#### Exercise:
Can you arrange the listing below as a Markdown table with the columns Row and Text, numbering each line in Row and leaving out blank lines?

·····

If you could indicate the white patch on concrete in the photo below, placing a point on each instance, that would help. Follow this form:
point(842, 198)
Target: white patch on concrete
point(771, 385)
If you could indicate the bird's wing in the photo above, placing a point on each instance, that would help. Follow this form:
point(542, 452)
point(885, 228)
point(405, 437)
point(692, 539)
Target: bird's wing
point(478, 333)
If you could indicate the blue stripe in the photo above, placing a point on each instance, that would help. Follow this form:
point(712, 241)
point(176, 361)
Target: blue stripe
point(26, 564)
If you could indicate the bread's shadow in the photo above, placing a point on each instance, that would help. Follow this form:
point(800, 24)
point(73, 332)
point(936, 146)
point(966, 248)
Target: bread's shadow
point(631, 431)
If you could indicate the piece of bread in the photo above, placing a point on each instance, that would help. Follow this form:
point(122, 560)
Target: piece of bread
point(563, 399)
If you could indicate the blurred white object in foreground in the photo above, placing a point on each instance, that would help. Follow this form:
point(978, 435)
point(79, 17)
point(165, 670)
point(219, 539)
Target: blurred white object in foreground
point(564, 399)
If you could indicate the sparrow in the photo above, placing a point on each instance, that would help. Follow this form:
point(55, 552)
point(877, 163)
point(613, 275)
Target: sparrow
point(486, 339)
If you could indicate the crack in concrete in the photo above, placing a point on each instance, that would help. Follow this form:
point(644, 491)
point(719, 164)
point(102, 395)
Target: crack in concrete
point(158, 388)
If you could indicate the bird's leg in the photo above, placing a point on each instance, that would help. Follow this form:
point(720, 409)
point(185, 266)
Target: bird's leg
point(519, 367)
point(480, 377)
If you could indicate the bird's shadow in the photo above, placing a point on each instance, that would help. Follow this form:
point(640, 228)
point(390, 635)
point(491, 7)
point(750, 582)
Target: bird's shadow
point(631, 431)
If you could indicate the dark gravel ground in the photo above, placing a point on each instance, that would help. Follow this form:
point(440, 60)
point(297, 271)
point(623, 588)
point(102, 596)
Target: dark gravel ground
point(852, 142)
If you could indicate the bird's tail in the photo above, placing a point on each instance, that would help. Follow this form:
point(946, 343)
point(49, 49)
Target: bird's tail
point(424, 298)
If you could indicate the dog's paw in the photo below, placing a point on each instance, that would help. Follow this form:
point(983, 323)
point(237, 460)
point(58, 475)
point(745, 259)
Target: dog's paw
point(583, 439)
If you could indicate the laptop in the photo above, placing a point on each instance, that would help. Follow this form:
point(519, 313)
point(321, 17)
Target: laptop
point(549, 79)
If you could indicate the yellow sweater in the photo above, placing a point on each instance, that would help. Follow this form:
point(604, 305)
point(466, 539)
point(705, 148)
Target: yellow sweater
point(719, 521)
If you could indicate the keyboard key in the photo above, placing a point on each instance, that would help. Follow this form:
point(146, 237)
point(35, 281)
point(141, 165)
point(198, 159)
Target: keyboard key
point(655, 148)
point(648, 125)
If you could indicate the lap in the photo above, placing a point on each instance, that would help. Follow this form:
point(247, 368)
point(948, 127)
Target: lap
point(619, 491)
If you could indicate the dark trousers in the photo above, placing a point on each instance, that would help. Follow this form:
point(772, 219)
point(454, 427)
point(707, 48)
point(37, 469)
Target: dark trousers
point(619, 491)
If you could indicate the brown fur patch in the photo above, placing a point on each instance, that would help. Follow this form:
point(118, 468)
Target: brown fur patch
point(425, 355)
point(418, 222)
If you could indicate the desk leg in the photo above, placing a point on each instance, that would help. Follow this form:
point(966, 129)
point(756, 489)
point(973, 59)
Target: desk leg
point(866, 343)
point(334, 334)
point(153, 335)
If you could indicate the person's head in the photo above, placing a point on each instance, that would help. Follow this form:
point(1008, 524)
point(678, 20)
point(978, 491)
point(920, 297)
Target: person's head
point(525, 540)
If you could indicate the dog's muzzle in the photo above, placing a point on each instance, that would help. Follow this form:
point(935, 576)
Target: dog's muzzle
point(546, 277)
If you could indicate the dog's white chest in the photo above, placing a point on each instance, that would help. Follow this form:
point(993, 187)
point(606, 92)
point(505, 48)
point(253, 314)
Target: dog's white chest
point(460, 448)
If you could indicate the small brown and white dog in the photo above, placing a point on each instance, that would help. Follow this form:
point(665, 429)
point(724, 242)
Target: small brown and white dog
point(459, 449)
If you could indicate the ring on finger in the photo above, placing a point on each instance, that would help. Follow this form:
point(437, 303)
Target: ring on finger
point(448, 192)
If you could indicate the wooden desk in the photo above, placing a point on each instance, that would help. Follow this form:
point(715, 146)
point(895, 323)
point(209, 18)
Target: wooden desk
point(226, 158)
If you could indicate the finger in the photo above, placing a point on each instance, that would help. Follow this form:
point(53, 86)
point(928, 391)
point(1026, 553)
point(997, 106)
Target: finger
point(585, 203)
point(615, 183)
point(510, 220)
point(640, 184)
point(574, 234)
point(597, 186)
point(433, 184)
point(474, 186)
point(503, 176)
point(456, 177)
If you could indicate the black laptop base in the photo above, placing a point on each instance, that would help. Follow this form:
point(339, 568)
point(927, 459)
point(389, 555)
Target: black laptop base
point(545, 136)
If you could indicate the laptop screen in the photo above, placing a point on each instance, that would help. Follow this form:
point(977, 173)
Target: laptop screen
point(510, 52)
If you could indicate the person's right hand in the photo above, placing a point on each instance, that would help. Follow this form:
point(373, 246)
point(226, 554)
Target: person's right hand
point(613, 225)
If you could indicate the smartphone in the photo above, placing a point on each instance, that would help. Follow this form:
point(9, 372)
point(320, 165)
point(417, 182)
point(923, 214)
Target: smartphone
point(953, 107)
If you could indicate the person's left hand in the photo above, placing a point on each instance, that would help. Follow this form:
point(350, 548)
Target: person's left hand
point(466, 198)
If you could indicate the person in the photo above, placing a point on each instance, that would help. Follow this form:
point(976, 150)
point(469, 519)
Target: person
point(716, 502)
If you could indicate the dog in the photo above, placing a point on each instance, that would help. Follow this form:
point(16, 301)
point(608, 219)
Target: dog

·····

#### Exercise answer:
| Row | Text |
|---|---|
| 1 | If you could indicate the white patch on concrete in the photo below, placing a point on each instance, that would help. Follow this form: |
| 2 | point(842, 198) |
| 3 | Target: white patch on concrete |
| 4 | point(771, 385) |
| 5 | If you could indicate the bird's wing in the photo above, placing a point on each instance, that would help. Follow this form: |
| 6 | point(542, 452) |
| 7 | point(885, 228) |
| 8 | point(405, 437) |
| 9 | point(692, 539) |
| 10 | Target: bird's wing |
| 11 | point(478, 333) |
| 12 | If you could indicate the blue stripe in the photo above, placing a point on each instance, that would help. Follow this form: |
| 13 | point(712, 241) |
| 14 | point(176, 361) |
| 15 | Target: blue stripe |
| 16 | point(26, 564) |
| 17 | If you could indicate the bread's shadow in the photo above, placing a point on each instance, that would help. Follow this form: |
| 18 | point(800, 24) |
| 19 | point(73, 332) |
| 20 | point(936, 146) |
| 21 | point(966, 248) |
| 22 | Target: bread's shadow |
| 23 | point(631, 431) |
| 24 | If you could indicate the piece of bread in the photo above, placing a point on each instance, that would help. Follow this form: |
| 25 | point(122, 560) |
| 26 | Target: piece of bread |
| 27 | point(563, 399) |
| 28 | If you could indicate the blurred white object in foreground in the photo above, placing a point on each instance, that would help. Follow this form: |
| 29 | point(978, 435) |
| 30 | point(79, 17) |
| 31 | point(165, 670) |
| 32 | point(219, 539) |
| 33 | Target: blurred white object in foreground |
| 34 | point(564, 399) |
| 35 | If you could indicate the sparrow in the photo above, placing a point on each instance, that would help. Follow this form: |
| 36 | point(55, 552) |
| 37 | point(877, 163) |
| 38 | point(613, 275) |
| 39 | Target: sparrow |
| 40 | point(486, 339) |
| 41 | If you could indicate the crack in concrete in the photo above, placing a point on each instance, that would help. Follow this form: |
| 42 | point(644, 491) |
| 43 | point(719, 164) |
| 44 | point(102, 395) |
| 45 | Target: crack in concrete |
| 46 | point(158, 388) |
| 47 | If you could indicate the bird's leg in the photo above, placing a point on each instance, that would help. Follow this form: |
| 48 | point(720, 409) |
| 49 | point(185, 266) |
| 50 | Target: bird's leg |
| 51 | point(519, 367) |
| 52 | point(480, 377) |
| 53 | If you could indicate the bird's shadow in the photo above, placing a point on each instance, that would help. Follow this form: |
| 54 | point(640, 228) |
| 55 | point(390, 635) |
| 56 | point(491, 7) |
| 57 | point(750, 582) |
| 58 | Target: bird's shadow |
| 59 | point(631, 431) |
| 60 | If you could indicate the dark gravel ground in the photo above, placing a point on each instance, that would help. Follow this form: |
| 61 | point(440, 60) |
| 62 | point(297, 271) |
| 63 | point(623, 588) |
| 64 | point(102, 596) |
| 65 | Target: dark gravel ground |
| 66 | point(852, 142) |
| 67 | If you could indicate the bird's tail in the photo above, placing a point on each instance, that would help. Follow this form: |
| 68 | point(946, 343) |
| 69 | point(49, 49) |
| 70 | Target: bird's tail |
| 71 | point(424, 298) |
| 72 | If you could indicate the dog's paw in the photo below, placing a point on each instance, that would help. Follow this form: |
| 73 | point(983, 323) |
| 74 | point(237, 460) |
| 75 | point(58, 475) |
| 76 | point(745, 259) |
| 77 | Target: dog's paw |
| 78 | point(583, 439) |
| 79 | If you could indicate the laptop in the photo above, placing a point on each instance, that would help. Follow this form: |
| 80 | point(519, 313) |
| 81 | point(321, 17) |
| 82 | Target: laptop |
| 83 | point(549, 79) |
| 84 | If you could indicate the yellow sweater in the photo above, placing a point on each instance, that would help. Follow this form: |
| 85 | point(604, 305) |
| 86 | point(466, 539) |
| 87 | point(705, 148) |
| 88 | Target: yellow sweater |
| 89 | point(719, 521) |
| 90 | If you could indicate the keyboard key in the photo above, placing a point on each instance, that would help. Follow this form: |
| 91 | point(146, 237) |
| 92 | point(35, 281) |
| 93 | point(141, 165) |
| 94 | point(198, 159) |
| 95 | Target: keyboard key |
| 96 | point(655, 148) |
| 97 | point(648, 125) |
| 98 | If you could indicate the lap in the photo above, placing a point on each instance, that would help. Follow this form: |
| 99 | point(247, 368) |
| 100 | point(948, 127) |
| 101 | Target: lap |
| 102 | point(619, 491) |
| 103 | If you could indicate the dark trousers in the photo above, placing a point on each instance, that would help. Follow this form: |
| 104 | point(772, 219) |
| 105 | point(454, 427) |
| 106 | point(707, 48) |
| 107 | point(37, 469) |
| 108 | Target: dark trousers |
| 109 | point(619, 491) |
| 110 | If you could indicate the brown fur patch in the photo above, placing a point on each instance, that would help. Follow this form: |
| 111 | point(118, 468) |
| 112 | Target: brown fur patch |
| 113 | point(425, 355) |
| 114 | point(418, 222) |
| 115 | If you could indicate the desk leg in the photo above, placing a point on each instance, that would help. Follow this form: |
| 116 | point(966, 129) |
| 117 | point(756, 489) |
| 118 | point(973, 59) |
| 119 | Target: desk leg |
| 120 | point(866, 343) |
| 121 | point(334, 334) |
| 122 | point(153, 335) |
| 123 | If you could indicate the person's head in the photo above, placing a point on each instance, that would help. Follow this form: |
| 124 | point(1008, 524) |
| 125 | point(678, 20) |
| 126 | point(978, 491) |
| 127 | point(920, 297) |
| 128 | Target: person's head |
| 129 | point(525, 540) |
| 130 | If you could indicate the dog's muzzle in the photo above, placing a point on each instance, that would help. Follow this form: |
| 131 | point(935, 576) |
| 132 | Target: dog's muzzle |
| 133 | point(546, 277) |
| 134 | If you could indicate the dog's white chest in the photo above, placing a point on each instance, that would help. Follow this form: |
| 135 | point(993, 187) |
| 136 | point(606, 92) |
| 137 | point(505, 48) |
| 138 | point(253, 314) |
| 139 | Target: dog's white chest |
| 140 | point(460, 448) |
| 141 | If you could indicate the small brown and white dog in the photo above, placing a point on each instance, that would help. Follow this form: |
| 142 | point(665, 429) |
| 143 | point(724, 242) |
| 144 | Target: small brown and white dog |
| 145 | point(459, 449) |
| 146 | If you could indicate the ring on finger in the photo above, placing a point on each instance, that would help. Follow this form: |
| 147 | point(437, 303) |
| 148 | Target: ring on finger |
| 149 | point(448, 192) |
| 150 | If you could indicate the wooden desk in the photo above, placing a point on each instance, that would help. Follow this form: |
| 151 | point(715, 146) |
| 152 | point(895, 323) |
| 153 | point(209, 18) |
| 154 | Target: wooden desk |
| 155 | point(226, 158) |
| 156 | If you could indicate the finger in the photo above, placing a point on each instance, that would help. Follow this form: |
| 157 | point(53, 86) |
| 158 | point(928, 391) |
| 159 | point(1026, 553) |
| 160 | point(997, 106) |
| 161 | Target: finger |
| 162 | point(585, 203) |
| 163 | point(615, 183) |
| 164 | point(510, 220) |
| 165 | point(640, 184) |
| 166 | point(574, 234) |
| 167 | point(597, 186) |
| 168 | point(433, 184) |
| 169 | point(474, 186) |
| 170 | point(503, 176) |
| 171 | point(456, 177) |
| 172 | If you could indicate the black laptop base in the photo above, placing a point on each instance, that would help. Follow this form: |
| 173 | point(339, 568) |
| 174 | point(927, 459) |
| 175 | point(389, 555) |
| 176 | Target: black laptop base |
| 177 | point(545, 136) |
| 178 | If you could indicate the laptop screen in the photo above, placing a point on each instance, that would help. Follow this form: |
| 179 | point(977, 173) |
| 180 | Target: laptop screen |
| 181 | point(510, 52) |
| 182 | If you could indicate the person's right hand in the photo above, placing a point on each instance, that would help. Follow this form: |
| 183 | point(373, 246) |
| 184 | point(226, 554) |
| 185 | Target: person's right hand |
| 186 | point(613, 225) |
| 187 | If you could indicate the smartphone in the photo above, placing a point on each instance, that would help. Follow this form: |
| 188 | point(9, 372) |
| 189 | point(320, 165) |
| 190 | point(417, 182) |
| 191 | point(923, 214) |
| 192 | Target: smartphone |
| 193 | point(953, 107) |
| 194 | If you could indicate the person's left hand in the photo above, placing a point on each instance, that would help. Follow this form: |
| 195 | point(350, 548) |
| 196 | Target: person's left hand |
| 197 | point(466, 198) |
| 198 | If you could indicate the person in the photo above, placing a point on each instance, that would help. Follow this form: |
| 199 | point(976, 150) |
| 200 | point(469, 519) |
| 201 | Target: person |
| 202 | point(716, 502) |
| 203 | If you could indicate the dog in the photo above, placing a point on each instance, that would help. Follow this form: |
| 204 | point(16, 301) |
| 205 | point(608, 219) |
| 206 | Target: dog |